Haal uit de onderstaande gegevens de regels vanaf de regel met "the upper teeth" tot en met de regel met "point(1203, 561)". Geef alleen die regels, letterlijk en zonder wijzigingen.

→ **Gegevens bij opgave**
%%
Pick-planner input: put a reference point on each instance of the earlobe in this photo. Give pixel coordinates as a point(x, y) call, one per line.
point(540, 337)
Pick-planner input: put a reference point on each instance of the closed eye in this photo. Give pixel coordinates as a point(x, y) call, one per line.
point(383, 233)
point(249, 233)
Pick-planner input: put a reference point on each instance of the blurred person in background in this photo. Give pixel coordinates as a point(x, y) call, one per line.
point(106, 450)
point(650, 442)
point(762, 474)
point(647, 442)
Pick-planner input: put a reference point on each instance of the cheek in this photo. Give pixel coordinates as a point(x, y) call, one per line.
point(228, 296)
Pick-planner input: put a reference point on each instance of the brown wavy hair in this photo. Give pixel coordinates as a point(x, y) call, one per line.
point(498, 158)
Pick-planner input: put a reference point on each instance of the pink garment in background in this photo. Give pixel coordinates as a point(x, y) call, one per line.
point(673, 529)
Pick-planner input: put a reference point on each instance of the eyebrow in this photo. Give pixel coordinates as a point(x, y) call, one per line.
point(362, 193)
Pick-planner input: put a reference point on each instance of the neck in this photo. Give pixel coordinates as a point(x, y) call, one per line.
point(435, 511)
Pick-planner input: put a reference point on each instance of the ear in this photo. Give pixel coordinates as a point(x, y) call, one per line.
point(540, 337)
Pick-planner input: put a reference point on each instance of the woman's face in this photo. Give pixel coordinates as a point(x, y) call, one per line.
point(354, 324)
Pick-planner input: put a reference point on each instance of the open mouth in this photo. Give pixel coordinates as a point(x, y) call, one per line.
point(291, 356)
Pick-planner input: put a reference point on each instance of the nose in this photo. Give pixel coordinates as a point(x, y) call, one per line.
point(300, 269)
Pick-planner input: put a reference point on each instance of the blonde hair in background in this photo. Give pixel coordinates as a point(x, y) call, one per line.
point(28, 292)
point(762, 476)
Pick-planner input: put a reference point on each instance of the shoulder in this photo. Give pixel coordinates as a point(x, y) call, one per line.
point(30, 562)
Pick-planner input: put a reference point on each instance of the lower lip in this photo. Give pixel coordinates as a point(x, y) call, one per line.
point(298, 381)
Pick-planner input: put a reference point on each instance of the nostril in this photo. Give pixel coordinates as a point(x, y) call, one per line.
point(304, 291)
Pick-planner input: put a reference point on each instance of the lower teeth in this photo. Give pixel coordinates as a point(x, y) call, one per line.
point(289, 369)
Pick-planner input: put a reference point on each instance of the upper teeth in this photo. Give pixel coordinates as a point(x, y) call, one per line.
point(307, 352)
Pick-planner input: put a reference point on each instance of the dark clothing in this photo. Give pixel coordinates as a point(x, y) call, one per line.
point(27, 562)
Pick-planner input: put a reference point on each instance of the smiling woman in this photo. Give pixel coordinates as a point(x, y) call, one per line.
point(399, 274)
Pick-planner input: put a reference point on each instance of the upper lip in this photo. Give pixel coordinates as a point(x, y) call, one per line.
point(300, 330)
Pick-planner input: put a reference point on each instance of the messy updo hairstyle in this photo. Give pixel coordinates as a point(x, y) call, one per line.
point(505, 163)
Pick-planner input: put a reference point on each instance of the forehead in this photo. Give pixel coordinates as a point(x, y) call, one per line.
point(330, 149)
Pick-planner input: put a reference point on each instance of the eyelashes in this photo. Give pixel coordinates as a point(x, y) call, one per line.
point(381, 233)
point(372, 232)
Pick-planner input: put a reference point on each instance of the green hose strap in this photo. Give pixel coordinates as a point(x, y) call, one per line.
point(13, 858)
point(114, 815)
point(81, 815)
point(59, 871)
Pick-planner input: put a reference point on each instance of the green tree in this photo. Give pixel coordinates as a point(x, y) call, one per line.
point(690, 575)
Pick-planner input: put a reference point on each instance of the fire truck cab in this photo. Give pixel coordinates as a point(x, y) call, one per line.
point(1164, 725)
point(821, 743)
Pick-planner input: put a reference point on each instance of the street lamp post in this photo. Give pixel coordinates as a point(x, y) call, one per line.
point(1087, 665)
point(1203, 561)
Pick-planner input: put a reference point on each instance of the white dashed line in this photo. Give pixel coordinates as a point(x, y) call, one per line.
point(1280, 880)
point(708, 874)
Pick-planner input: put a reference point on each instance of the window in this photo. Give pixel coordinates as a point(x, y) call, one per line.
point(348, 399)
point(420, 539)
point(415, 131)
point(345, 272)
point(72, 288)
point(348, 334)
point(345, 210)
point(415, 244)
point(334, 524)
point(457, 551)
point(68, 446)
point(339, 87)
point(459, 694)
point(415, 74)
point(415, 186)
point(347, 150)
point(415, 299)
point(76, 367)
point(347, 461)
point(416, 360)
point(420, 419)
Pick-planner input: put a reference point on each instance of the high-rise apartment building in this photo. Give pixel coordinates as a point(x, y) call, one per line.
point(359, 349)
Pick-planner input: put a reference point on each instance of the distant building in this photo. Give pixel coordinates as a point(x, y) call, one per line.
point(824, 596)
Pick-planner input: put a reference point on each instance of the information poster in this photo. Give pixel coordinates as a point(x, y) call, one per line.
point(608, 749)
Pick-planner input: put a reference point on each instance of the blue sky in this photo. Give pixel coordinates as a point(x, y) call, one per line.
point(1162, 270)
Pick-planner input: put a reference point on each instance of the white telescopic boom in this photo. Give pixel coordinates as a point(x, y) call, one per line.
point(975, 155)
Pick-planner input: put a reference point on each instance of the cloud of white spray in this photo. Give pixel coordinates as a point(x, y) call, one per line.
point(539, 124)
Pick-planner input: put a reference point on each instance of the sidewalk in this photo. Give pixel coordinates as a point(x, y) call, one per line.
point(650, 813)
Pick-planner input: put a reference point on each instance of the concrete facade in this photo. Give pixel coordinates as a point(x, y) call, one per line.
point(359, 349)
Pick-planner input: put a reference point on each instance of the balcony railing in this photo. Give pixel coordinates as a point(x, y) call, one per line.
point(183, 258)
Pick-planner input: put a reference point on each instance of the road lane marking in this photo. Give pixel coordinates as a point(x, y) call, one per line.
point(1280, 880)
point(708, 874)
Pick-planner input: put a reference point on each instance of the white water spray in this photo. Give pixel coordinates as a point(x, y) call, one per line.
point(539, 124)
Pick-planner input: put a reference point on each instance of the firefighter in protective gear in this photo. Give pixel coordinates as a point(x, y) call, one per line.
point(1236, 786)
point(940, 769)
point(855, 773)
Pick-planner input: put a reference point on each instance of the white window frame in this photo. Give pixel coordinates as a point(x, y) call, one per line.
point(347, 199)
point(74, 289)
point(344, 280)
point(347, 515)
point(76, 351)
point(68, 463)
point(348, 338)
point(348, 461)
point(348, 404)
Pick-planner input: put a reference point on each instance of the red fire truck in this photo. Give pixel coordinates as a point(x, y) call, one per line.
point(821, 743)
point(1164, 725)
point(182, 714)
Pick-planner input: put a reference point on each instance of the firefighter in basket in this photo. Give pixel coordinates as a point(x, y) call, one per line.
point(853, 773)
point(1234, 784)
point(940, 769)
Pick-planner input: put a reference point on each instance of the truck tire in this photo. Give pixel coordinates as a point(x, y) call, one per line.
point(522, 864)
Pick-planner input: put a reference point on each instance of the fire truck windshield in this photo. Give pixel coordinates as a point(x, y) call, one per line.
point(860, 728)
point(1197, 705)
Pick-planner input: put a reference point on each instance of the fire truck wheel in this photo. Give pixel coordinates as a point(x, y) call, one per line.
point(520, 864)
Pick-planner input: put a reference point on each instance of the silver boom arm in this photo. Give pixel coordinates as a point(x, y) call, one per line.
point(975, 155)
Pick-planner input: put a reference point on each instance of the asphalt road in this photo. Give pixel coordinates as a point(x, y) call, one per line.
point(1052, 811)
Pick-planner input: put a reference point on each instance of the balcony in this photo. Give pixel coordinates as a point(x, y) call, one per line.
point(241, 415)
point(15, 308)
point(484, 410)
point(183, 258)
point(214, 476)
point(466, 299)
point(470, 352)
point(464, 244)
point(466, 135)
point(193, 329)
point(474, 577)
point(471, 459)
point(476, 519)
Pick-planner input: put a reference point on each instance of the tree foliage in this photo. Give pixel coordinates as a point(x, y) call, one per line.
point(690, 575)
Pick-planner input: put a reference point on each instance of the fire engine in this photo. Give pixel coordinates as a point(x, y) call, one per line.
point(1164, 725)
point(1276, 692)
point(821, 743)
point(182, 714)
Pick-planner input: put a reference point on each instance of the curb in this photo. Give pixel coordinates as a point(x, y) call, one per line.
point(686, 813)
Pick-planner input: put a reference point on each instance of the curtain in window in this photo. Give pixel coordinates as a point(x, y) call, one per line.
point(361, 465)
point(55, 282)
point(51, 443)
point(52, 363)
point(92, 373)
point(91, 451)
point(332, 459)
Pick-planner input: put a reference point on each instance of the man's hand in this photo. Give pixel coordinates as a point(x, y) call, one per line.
%%
→ **Gevraagde uitvoer**
Pick-planner input: put a reference point on each instance of the upper teeth in this photo. Give pixel coordinates as a point(x, y) call, one per line.
point(307, 352)
Pick-planner input: put a reference point on each instance of the dark clothing in this photo. Give pixel coordinates as a point(x, y) call, one per line.
point(27, 562)
Pick-planner input: put a reference point on each instance of the smiling woman in this photo. Give pixel coordinates as a point(x, y) call, one per line.
point(399, 274)
Pick-planner input: put a reference point on each instance of the upper lip in this photo. Give pixel coordinates as a point(x, y) call, one per line.
point(300, 330)
Pick-planner input: put a reference point on each instance of the messy updo hairstyle in this photo. Give pixel coordinates as a point(x, y) call, one per line.
point(505, 163)
Pick-planner input: put a reference point on each instance of the forehead in this photo. Give pixel coordinates as a point(x, y) call, one per line.
point(330, 149)
Pick-planner input: put a reference point on each instance of the eyelashes in this photo. Give pixel coordinates as a point(x, y) call, one per line.
point(381, 233)
point(372, 232)
Pick-planner input: put a reference point on each instance of the green hose strap in this photo. Give pixel coordinates as a point(x, y) call, one per line.
point(13, 858)
point(114, 815)
point(81, 815)
point(59, 871)
Pick-planner input: put a reference point on each instance of the green tree in this photo. Give pixel coordinates as a point(x, y) call, one per line.
point(690, 575)
Pick-planner input: put a reference point on each instance of the fire truck cab in this photo. Give pixel coordinates as a point(x, y) call, one per line.
point(1164, 725)
point(821, 743)
Pick-planner input: put a reference point on each instance of the street lamp post in this photo. Give pixel coordinates as a point(x, y) call, one per line.
point(1087, 665)
point(1203, 561)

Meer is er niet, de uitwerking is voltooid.